▸ **Selection**:
######

The Trocadéro museum is in urgent need of reform,’ wrote Apollinaire, who deplored the fact that beauty found itself buried in a place given over to ‘ethnic curiosity’ that attracted few visitors, instead of being offered up to ‘aesthetic sensibility’. He explained that ‘[o]bjects of a principally artistic nature should be separated from… ethnography and placed in another museum’. In fact, for Apollinaire, it is ‘the Louvre [that] should be collecting certain exotic masterpieces whose appearance is no less moving than those of the beautiful specimens of Western statuary’. Because Picasso, like his friend Apollinaire, is a poet able to see past the ethnographic fence, he understood during his visit to the Trocadéro how to look at objects in a way that gives life to things and unleashes the force of the spell. He later opened up to Malraux about what happened to him, who reported his words in La Tete d’obsidienne (1974) and in the foreword he wrote in August 1974 for Masterpieces ofPrimitive Art(1982). Here is the humorous account Picasso gave Malraux of his first visit to the Trocadéro (in 1937, ‘at the time he was finishing Guernica’):

“Everybody always talks about the influence that the Negroes had on me. What can I do? We all of us loved fetishes. Van Gogh once said, ‘Japanese art – we all had that in common.’ For us it’s the Negroes. Their forms had no more influence on me than they had on Matisse. Or on Derain. But for them the masks were just like any other pieces of sculpture. When Matisse showed me his first Negro head, he talked to me about Egyptian art.

When I went to the old Trocadéro, it was disgusting. The flea market. The smell. I was alone. I wanted to get away. But I didn’t leave. I stayed. I stayed. I understood that it was very important: something happening to me, right?

######

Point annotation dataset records
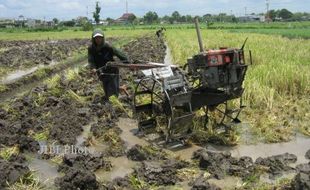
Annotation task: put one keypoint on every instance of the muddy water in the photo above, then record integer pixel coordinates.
(95, 146)
(14, 76)
(45, 171)
(18, 74)
(121, 167)
(229, 182)
(129, 129)
(299, 146)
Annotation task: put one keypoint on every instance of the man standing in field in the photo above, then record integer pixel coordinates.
(99, 53)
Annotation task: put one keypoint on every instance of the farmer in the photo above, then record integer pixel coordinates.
(160, 32)
(99, 53)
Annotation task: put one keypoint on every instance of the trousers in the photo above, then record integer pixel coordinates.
(110, 85)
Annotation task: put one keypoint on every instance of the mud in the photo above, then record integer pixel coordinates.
(16, 134)
(84, 161)
(277, 165)
(201, 183)
(12, 170)
(160, 173)
(26, 54)
(302, 179)
(139, 153)
(218, 164)
(52, 109)
(77, 178)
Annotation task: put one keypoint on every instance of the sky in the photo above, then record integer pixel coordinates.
(69, 9)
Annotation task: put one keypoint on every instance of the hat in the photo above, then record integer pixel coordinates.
(97, 34)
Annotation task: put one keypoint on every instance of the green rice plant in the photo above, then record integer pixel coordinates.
(53, 82)
(74, 96)
(42, 72)
(279, 73)
(27, 182)
(7, 152)
(117, 104)
(41, 136)
(137, 183)
(72, 75)
(3, 88)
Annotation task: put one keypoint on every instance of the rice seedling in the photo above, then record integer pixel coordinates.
(74, 96)
(117, 104)
(27, 182)
(7, 152)
(72, 75)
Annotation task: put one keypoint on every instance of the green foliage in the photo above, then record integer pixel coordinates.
(151, 17)
(117, 104)
(87, 26)
(96, 14)
(277, 81)
(27, 182)
(42, 136)
(136, 183)
(7, 152)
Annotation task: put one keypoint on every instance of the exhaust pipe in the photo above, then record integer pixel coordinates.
(199, 35)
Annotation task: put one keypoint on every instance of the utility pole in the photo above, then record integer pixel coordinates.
(267, 10)
(87, 11)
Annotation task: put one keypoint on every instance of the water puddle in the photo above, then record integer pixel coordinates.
(95, 146)
(299, 146)
(45, 170)
(121, 167)
(18, 74)
(129, 129)
(229, 182)
(14, 76)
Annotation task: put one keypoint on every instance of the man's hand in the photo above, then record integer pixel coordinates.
(93, 71)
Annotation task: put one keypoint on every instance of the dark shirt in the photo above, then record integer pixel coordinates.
(98, 57)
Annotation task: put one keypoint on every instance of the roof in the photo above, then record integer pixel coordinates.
(125, 16)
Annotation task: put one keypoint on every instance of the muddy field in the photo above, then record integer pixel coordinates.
(25, 54)
(73, 139)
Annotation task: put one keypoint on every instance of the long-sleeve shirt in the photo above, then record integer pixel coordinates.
(99, 56)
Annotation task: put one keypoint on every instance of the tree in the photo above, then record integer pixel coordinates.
(189, 18)
(176, 16)
(131, 18)
(285, 14)
(55, 20)
(272, 14)
(109, 20)
(96, 14)
(150, 17)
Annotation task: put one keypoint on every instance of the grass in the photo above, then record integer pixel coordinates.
(289, 33)
(67, 34)
(277, 81)
(27, 182)
(7, 152)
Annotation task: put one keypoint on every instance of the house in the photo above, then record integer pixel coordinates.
(125, 18)
(251, 18)
(7, 23)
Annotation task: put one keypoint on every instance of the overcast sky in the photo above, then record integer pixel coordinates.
(68, 9)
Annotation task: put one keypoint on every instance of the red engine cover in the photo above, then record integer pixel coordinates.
(218, 57)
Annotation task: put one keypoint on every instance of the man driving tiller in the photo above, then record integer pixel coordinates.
(99, 54)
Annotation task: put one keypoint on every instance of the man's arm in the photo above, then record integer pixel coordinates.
(118, 53)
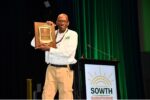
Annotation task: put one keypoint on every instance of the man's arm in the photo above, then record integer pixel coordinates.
(68, 47)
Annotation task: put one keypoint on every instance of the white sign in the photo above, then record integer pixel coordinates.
(100, 82)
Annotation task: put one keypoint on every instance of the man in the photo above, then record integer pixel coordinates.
(59, 76)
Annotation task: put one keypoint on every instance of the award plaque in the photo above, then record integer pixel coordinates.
(44, 34)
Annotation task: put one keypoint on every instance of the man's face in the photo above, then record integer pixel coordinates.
(62, 22)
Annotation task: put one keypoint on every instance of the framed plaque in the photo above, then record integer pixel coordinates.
(44, 34)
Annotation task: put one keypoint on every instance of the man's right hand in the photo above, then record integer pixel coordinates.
(51, 23)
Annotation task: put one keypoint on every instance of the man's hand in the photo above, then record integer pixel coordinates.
(51, 23)
(44, 47)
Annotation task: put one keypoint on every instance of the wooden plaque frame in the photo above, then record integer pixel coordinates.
(44, 34)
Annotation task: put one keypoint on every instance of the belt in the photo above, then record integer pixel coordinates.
(61, 65)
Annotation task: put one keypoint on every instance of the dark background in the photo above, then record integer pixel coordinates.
(19, 61)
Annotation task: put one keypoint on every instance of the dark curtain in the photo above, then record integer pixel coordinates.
(108, 30)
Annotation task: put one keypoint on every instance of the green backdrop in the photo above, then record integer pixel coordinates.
(108, 31)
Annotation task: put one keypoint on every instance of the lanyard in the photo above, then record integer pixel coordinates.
(62, 37)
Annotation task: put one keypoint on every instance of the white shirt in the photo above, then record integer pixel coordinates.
(65, 51)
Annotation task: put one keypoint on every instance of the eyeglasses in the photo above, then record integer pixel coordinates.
(62, 21)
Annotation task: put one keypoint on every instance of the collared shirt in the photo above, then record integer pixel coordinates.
(65, 50)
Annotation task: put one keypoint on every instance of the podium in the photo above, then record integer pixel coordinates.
(96, 79)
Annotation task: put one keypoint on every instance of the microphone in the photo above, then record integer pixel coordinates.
(101, 52)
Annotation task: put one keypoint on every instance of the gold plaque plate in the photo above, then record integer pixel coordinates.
(44, 34)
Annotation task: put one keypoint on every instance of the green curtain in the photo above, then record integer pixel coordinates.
(100, 33)
(108, 30)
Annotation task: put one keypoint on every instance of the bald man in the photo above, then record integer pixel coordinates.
(59, 76)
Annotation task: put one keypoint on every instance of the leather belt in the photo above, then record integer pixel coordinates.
(62, 65)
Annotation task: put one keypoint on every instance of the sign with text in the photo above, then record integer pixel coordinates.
(100, 82)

######

▸ **What to do**:
• 1. Name every person mentioned by name in the passage on the Trocadéro museum.
• 2. Extend the passage on Picasso's visit to the Trocadéro, starting after its last sentence.

▸ **Answers to the tasks**:
• 1. Apollinaire, Picasso, Malraux, Van Gogh, Matisse, Derain

• 2.
The masks weren’t just like any other pieces of sculpture. Not at all. They were magic things. But why weren’t the Egyptian pieces or the Chaldeans? We hadn’t realised it. Those were primitive, not magic things. The Negro pieces, they were intercessors, mediators, ever since then I’ve known the word in French. They were against everything – against unknown, threatening spirits… I too believe that everything is unknown, that everything is an enemy! Everything! Not the details – women, children, animals, tobacco, playing – but the whole of it! I understood what the Negroes used their sculpture for. Why sculpt like that and not some other way? After all, they weren’t Cubists! Since Cubism didn’t exist. It was clear that some guys had invented the models, and others had imitated them, right? Isn’t that what we call tradition? But all the fetishes were used for the same thing. They were weapons. To help people avoid coming under the influence of spirits again, to help them become independent. They’re tools. If we give spirits a form, we become independent. Spirits, the unconscious (people still weren’t talking about that very much), emotion –they’re all the same thing. I understood why I was a painter… Les Demoiselles d Avignon must have come to me that very day, but not at all because of the forms; because it was my first exorcism – painting – yes absolutely! It is for that reason that later I also did paintings as before, like Olga’s Portrait: portraits! One is not a sorcerer all day long! How would one live?”

‘Why?’ Picasso asks. His question has an answer which is at once lazy, Eurocentric and paternalistic, and which is contained entirely in the expression ‘primitive art’: since African art is a manifestation of primitive art or, in other words, art in its infancy, it is natural that they paint or sculpt ‘like that’, the only way in which humanity in its infancy is able to paint or sculpt. This art is ‘primary’ in that sense. There is, however, another answer according to which there is nothing childish here; this answer begins by paying attention to the fact that Picasso asked, ‘Why sculpt like that and not some other way?’He sought to understand how it is that to sculpt like that gives form to the spirits, makes the unconscious speak or provokes a strange emotion.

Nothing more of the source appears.